BEGIN Extracted material

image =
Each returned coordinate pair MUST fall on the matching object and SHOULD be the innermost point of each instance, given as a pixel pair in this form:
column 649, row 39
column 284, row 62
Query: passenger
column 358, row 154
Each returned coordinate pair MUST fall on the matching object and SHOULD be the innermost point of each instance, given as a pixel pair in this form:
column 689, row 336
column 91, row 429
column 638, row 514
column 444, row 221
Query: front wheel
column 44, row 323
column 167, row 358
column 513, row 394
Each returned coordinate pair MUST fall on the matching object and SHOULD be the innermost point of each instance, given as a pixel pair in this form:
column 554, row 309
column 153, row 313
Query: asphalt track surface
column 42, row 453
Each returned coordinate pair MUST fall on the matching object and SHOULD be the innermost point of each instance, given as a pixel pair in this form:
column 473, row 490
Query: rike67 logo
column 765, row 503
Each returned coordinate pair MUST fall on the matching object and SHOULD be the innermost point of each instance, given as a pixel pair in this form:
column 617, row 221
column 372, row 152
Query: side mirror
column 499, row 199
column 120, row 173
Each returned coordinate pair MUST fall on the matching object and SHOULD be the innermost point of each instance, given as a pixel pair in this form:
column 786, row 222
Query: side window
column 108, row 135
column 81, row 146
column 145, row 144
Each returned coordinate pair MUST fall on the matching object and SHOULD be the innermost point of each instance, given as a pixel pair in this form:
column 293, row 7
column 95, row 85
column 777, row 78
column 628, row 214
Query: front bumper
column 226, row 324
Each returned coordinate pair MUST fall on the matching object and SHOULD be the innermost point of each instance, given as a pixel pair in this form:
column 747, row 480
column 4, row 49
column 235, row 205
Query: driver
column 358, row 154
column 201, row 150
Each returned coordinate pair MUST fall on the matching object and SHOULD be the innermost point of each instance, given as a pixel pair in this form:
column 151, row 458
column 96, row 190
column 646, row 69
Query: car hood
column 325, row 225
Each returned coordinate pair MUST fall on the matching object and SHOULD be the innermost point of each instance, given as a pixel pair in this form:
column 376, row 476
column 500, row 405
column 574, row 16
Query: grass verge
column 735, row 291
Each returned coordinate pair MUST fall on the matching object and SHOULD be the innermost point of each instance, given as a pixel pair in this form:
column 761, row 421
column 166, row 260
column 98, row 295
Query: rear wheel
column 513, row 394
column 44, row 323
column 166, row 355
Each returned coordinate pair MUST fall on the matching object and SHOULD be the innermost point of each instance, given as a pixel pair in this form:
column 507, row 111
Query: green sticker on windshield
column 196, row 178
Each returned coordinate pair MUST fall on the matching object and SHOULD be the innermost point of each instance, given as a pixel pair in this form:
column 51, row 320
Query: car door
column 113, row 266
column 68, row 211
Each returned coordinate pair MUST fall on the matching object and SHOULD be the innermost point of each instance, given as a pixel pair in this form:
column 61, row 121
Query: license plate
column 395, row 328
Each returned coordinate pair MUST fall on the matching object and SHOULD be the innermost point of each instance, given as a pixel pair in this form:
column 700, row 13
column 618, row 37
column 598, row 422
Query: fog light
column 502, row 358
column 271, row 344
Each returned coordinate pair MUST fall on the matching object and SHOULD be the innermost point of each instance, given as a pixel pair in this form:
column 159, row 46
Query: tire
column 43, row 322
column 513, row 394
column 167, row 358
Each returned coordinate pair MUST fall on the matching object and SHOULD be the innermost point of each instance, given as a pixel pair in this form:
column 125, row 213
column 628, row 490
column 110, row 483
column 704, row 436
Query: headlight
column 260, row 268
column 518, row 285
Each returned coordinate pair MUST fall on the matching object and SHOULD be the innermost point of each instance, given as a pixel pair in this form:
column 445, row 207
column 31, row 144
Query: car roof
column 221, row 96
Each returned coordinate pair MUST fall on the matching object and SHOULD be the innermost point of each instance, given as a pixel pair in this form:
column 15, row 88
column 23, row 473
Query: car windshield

END Extracted material

Filter the records and copy each line that contains the word "windshield".

Query: green sticker on windshield
Query: car windshield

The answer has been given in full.